_Items from a data source_.
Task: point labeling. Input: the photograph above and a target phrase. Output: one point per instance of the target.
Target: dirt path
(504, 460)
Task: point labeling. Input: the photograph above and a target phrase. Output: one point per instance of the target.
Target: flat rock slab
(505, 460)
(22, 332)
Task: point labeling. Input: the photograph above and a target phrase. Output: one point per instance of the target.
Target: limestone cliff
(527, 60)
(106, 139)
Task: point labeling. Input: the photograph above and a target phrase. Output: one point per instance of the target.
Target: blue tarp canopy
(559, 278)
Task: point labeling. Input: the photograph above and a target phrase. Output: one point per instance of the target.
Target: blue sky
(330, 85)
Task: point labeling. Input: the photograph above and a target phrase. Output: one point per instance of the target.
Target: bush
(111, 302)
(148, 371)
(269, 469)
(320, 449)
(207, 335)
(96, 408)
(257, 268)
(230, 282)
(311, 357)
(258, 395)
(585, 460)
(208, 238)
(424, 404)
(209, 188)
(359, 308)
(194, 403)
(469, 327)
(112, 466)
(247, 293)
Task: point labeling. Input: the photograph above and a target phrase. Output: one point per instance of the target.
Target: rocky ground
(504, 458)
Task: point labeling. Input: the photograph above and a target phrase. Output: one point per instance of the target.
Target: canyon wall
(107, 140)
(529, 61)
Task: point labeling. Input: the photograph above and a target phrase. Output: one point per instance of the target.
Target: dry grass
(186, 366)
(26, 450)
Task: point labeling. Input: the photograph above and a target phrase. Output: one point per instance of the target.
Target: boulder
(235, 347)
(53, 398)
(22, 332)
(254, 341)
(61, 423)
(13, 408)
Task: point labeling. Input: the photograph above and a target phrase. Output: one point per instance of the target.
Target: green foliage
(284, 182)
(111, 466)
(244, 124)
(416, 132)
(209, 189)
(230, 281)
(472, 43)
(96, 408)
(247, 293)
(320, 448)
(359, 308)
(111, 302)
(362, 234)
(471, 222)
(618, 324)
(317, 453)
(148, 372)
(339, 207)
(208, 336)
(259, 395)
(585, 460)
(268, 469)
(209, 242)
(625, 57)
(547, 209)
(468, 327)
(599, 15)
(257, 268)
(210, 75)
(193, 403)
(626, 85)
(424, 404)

_EXERCISE BRIEF_. When transcribing the data, keep every line exactly as it is.

_ANSWER TO THE PROBLEM_.
Task: point labeling. Input: the photograph above and a target phrase. Output: one point per instance of the target.
Target: dirt path
(504, 460)
Task: point labeling. Input: the photograph above and a target phrase. Output: one point per instance of the target.
Target: flat rock slab
(505, 460)
(22, 332)
Task: point labeling. Input: the photograph above and a target phrase. Output: one point per instance of the target.
Target: limestone cliff
(527, 60)
(106, 139)
Task: point labeling. Input: the photograph above and a target phrase. Output: one point per instance of the target.
Target: blue tarp canopy
(559, 278)
Task: point labeling. Input: the photograph above and a target phrase. Output: one point per instance of the target.
Target: blue sky
(330, 85)
Task: point labeling. Input: the photograph above and a target phrase. Output: one point per instance of the target.
Target: bush
(111, 302)
(148, 371)
(269, 469)
(320, 449)
(207, 335)
(96, 408)
(257, 268)
(230, 282)
(311, 357)
(258, 395)
(585, 460)
(208, 238)
(424, 404)
(209, 188)
(359, 308)
(194, 403)
(469, 327)
(112, 466)
(247, 293)
Task: point labeling. Input: the photograph above and a target phrase. Output: one point per instance of the target.
Target: rocky ground
(504, 458)
Task: point labeling. Input: the photograph above and a target phrase. Output: one point per instance of the target.
Target: canyon wall
(107, 140)
(529, 61)
Task: point labeling. Input: the photograph above and a target phrase. Output: one point per instance of the target.
Target: dry grass
(186, 366)
(26, 450)
Task: point labeling. Input: the photograph above and a target phrase. Output: one point per instance of the target.
Target: boulder
(235, 347)
(53, 398)
(22, 332)
(254, 341)
(61, 423)
(13, 408)
Task: point labeling. Input: the photograph above and a target phrase. Output: one point per instance of the target.
Target: green foliage
(284, 182)
(111, 466)
(244, 124)
(416, 132)
(209, 189)
(230, 281)
(472, 43)
(96, 408)
(247, 293)
(320, 448)
(359, 308)
(111, 302)
(362, 234)
(471, 222)
(618, 324)
(317, 453)
(148, 372)
(339, 207)
(208, 336)
(259, 395)
(585, 460)
(268, 469)
(209, 242)
(625, 57)
(547, 209)
(468, 327)
(599, 15)
(257, 268)
(210, 75)
(193, 403)
(626, 85)
(424, 404)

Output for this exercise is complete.